EXERCISE AIM
Will you give every entry again exactly as it stands?
BEGIN PROVIDED DATA
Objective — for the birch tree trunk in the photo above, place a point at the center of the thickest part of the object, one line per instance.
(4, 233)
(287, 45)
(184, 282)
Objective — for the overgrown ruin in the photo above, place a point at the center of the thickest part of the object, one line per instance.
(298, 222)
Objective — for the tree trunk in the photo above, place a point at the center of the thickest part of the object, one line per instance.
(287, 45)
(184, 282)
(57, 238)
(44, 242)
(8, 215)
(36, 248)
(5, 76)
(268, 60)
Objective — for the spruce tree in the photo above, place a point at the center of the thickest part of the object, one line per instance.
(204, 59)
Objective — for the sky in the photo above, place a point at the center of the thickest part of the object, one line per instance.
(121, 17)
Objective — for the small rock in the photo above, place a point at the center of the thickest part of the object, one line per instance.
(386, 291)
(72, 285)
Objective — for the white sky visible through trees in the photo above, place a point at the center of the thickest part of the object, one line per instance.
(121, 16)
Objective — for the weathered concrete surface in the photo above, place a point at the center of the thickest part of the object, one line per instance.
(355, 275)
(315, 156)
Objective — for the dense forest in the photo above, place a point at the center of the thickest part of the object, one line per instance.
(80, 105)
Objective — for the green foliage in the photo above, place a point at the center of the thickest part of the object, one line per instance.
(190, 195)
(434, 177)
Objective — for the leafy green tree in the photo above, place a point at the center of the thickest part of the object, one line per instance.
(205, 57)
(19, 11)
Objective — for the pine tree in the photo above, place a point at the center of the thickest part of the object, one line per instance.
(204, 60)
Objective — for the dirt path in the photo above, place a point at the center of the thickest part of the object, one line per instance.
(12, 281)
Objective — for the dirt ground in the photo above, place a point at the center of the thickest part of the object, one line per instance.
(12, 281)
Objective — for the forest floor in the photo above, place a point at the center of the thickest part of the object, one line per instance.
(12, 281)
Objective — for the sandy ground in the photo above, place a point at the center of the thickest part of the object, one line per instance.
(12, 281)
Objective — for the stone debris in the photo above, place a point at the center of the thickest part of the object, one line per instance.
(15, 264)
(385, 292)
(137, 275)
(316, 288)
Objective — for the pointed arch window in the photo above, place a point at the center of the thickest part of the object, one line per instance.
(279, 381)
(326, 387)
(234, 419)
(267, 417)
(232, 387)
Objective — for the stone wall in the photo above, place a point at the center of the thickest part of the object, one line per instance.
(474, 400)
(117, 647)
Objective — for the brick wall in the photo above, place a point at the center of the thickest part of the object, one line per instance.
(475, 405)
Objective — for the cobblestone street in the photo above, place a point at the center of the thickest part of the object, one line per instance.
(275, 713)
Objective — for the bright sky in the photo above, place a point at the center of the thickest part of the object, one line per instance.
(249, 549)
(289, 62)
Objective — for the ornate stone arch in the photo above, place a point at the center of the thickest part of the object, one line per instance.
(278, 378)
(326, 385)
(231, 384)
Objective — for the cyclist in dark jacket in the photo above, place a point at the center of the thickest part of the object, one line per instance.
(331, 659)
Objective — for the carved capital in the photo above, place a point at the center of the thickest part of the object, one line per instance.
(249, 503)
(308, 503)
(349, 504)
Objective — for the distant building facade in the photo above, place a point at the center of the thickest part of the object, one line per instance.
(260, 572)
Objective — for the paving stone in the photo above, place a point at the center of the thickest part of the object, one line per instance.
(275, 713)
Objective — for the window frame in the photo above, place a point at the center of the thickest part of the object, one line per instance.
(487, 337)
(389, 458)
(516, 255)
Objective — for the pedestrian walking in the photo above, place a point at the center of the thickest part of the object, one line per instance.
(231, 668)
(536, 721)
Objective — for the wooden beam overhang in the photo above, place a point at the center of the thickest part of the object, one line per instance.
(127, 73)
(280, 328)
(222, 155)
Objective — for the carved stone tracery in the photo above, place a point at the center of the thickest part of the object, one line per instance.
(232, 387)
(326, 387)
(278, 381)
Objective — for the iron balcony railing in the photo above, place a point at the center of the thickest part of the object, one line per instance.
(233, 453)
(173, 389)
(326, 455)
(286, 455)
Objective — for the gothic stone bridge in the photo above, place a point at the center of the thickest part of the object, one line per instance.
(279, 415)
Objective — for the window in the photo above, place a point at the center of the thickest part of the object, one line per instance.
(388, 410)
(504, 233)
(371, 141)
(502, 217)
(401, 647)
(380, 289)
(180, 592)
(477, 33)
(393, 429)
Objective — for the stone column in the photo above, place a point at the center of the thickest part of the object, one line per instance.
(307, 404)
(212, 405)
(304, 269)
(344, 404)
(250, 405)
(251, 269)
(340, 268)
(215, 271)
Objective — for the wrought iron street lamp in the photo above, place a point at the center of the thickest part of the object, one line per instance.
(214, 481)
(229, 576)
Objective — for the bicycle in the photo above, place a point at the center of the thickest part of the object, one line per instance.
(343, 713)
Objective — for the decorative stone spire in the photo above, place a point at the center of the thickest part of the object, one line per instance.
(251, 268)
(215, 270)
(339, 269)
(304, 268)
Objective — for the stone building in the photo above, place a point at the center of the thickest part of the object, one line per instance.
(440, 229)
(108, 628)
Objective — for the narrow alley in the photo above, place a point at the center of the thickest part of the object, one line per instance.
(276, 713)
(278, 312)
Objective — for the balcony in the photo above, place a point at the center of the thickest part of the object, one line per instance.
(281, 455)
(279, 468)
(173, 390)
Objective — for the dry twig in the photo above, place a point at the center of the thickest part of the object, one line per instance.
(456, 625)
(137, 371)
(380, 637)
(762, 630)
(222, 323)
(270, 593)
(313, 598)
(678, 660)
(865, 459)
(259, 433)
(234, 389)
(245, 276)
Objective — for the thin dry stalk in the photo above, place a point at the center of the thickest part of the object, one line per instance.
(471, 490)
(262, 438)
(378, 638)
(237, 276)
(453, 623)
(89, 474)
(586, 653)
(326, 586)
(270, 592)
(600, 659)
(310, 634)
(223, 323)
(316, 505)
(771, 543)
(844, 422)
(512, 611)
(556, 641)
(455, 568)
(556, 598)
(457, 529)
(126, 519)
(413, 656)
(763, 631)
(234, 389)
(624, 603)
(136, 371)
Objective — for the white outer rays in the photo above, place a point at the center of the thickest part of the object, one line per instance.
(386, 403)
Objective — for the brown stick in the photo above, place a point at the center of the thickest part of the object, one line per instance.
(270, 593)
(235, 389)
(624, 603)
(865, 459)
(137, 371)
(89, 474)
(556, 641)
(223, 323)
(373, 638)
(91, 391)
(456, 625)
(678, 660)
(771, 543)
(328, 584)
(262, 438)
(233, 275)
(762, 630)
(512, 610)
END PROVIDED DATA
PROBLEM SOLUTION
Objective — for the birch tree trunk in the photo above, place a point at the center of the thickest part of the object, one line per instance.
(4, 233)
(287, 45)
(184, 282)
Objective — for the overgrown ruin in the photo above, place a point at the center of the thickest part of the object, one line per instance.
(298, 222)
Objective — for the tree trunk in the photo above, place a point at the center of the thickest part of the object, one line per instance.
(287, 45)
(184, 282)
(57, 238)
(44, 242)
(8, 215)
(36, 248)
(5, 76)
(268, 60)
Objective — for the spruce tree in the photo above, place a point at the center of the thickest part of the object, one line per instance.
(204, 59)
Objective — for the sky in the photo above, place a point at the center of the thickest part of the object, one line per instance.
(121, 17)
Objective — for the small rock in the photo above, place a point at the center of the thickest part of the object, one line per instance.
(386, 291)
(72, 285)
Objective — for the white sky visible through trees in the photo above, place a point at the center of the thickest part of the object, one line per instance.
(121, 16)
Objective — for the weathered concrete surface in the photo above, place a point at the center of the thickest part of the object, one line per instance.
(355, 275)
(315, 156)
Objective — for the dense forest in the photo above, place a point at the center of the thickest part of the object, one line per instance.
(80, 105)
Objective — for the green foliage in the photo above, place a point at the center of the thickest part of the object, one line per instance.
(190, 195)
(434, 177)
Objective — for the leafy green tree in the photo above, place a point at the center of the thickest part of the object, one line per instance.
(205, 57)
(19, 11)
Objective — for the pine tree in the photo above, place a point at the center of the thickest part of the object, one line per instance.
(204, 60)
Objective — for the dirt path in the photo above, place a point at the center of the thickest part of the object, one line per instance.
(12, 281)
Objective — for the dirt ground in the photo above, place a point at the center of the thickest part of the object, one line per instance.
(12, 281)
Objective — for the forest floor in the photo above, place a point at the center of the thickest part of the object, one line per instance.
(12, 281)
Objective — for the sandy ground in the photo above, place a point at the center of the thickest part of the object, one line per instance.
(12, 281)
Objective — for the stone debris in the photo above, place a point at the center of the thickest part of the object, one line per instance.
(15, 264)
(385, 292)
(137, 275)
(316, 288)
Objective — for the pointed arch window in the photo above, place a point at the center of the thickest part of the object, one line per instance.
(279, 381)
(326, 387)
(234, 419)
(267, 417)
(232, 387)
Objective — for the stone wall in the photo above, place a point at the center of the thickest part of the object, one line per instance.
(474, 400)
(117, 647)
Objective — for the brick wall in the photo above, place a point at the center of the thickest part of the object, one line per instance.
(475, 405)
Objective — for the cobblestone street in the photo above, place a point at the center of the thickest part of the object, one line per instance.
(275, 713)
Objective — for the bright sky in the photo above, place a point at the center of the thickest part of the object, one line per instance.
(249, 549)
(289, 62)
Objective — for the ornate stone arch in the photo above, place a point at the center of the thickest part of the object, one line per instance.
(278, 378)
(326, 385)
(231, 384)
Objective — for the cyclist in dark jacket in the photo above, place a point at the center of the thickest part of the object, one line per instance.
(331, 659)
Objective — for the carved capital in the photo above, place a point at the center of the thickest part of the object, one line per instance.
(249, 503)
(308, 503)
(349, 504)
Objective — for the distant building facade in the photo above, place a point at the center of the thickest part of the object, one line per instance.
(260, 572)
Objective — for the paving stone in the photo above, place a point at the center of the thickest part of the object, one line per instance.
(275, 713)
Objective — for the window frame in the photo above, place a point at the center of the thickest part of the object, one line per instance.
(487, 337)
(389, 458)
(516, 255)
Objective — for the pedestrian walking in the photo above, place a point at the center of the thickest part of the object, one line per instance.
(231, 668)
(536, 721)
Objective — for the wooden beam overhang in the photo above, place a point at the center of the thickest part of the object, one line per instance.
(127, 73)
(280, 328)
(222, 155)
Objective — for the carved stone tracery in the photo above, place a point at the center of the thickest part of the object, one line per instance.
(232, 387)
(326, 387)
(278, 381)
Objective — for the iron balcony railing in the photo above, place a point at the center of the thickest part of the object, one line per instance.
(233, 453)
(173, 389)
(326, 455)
(286, 455)
Objective — for the gothic stone bridge in the photo above, place a point at the center of the thickest part of the object, one line per instance.
(279, 415)
Objective — for the window in the photo above, place a point at the center of the thickest part of the object, one line per instance.
(388, 410)
(504, 233)
(371, 141)
(502, 217)
(401, 647)
(380, 289)
(180, 592)
(477, 33)
(393, 429)
Objective — for the stone column in the photo above, place a point at the center of the thickest part of the object, one line per instance.
(307, 404)
(212, 405)
(304, 269)
(344, 404)
(250, 405)
(251, 269)
(340, 268)
(215, 271)
Objective — for the wrought iron street lamp in the photo above, place a point at the center of the thickest part of the object, one line per instance.
(214, 481)
(229, 576)
Objective — for the bicycle in the photo above, place a point at the center of the thickest part of the object, one line per instance.
(343, 713)
Objective — for the decorative stone spire in the photo above, place a point at the center of the thickest part of the object, one line per instance.
(251, 268)
(215, 270)
(339, 269)
(304, 268)
Objective — for the stone building in the photo above, place a point at the center of the thickest part of the object, one line per instance.
(440, 229)
(108, 628)
Objective — for the narrow alley in the photo above, place a point at the center of the thickest part of the object, one line per instance.
(276, 713)
(278, 312)
Objective — for the balcony in the photo above, place a point at the center of the thickest part of the object, one line per instance.
(281, 455)
(279, 468)
(173, 390)
Objective — for the dry twig in the photo above, place a point at the center of the thickest part of the object, one line per instance.
(456, 625)
(137, 371)
(380, 637)
(762, 630)
(222, 323)
(270, 593)
(313, 598)
(678, 660)
(865, 459)
(259, 433)
(234, 389)
(245, 276)
Objective — for the thin dry stalk in the photo above, place a point at the center of the thickest part of the object, one line per instance.
(471, 490)
(262, 438)
(378, 638)
(237, 276)
(453, 623)
(89, 474)
(586, 653)
(326, 586)
(270, 592)
(600, 659)
(310, 634)
(223, 323)
(316, 505)
(771, 543)
(844, 422)
(512, 611)
(556, 641)
(455, 568)
(556, 598)
(457, 529)
(126, 519)
(413, 656)
(763, 631)
(234, 389)
(624, 603)
(136, 371)
Objective — for the white outer rays in the photo above, place a point at the center of the thickest part of the object, one line per instance.
(386, 403)
Objective — for the brown stick in the photo above, place a point at the center of the thickest part of the object, one line per instance.
(270, 593)
(235, 389)
(624, 603)
(865, 459)
(137, 371)
(89, 474)
(556, 641)
(223, 323)
(373, 638)
(91, 391)
(456, 625)
(678, 660)
(771, 543)
(328, 584)
(262, 438)
(233, 275)
(762, 630)
(512, 610)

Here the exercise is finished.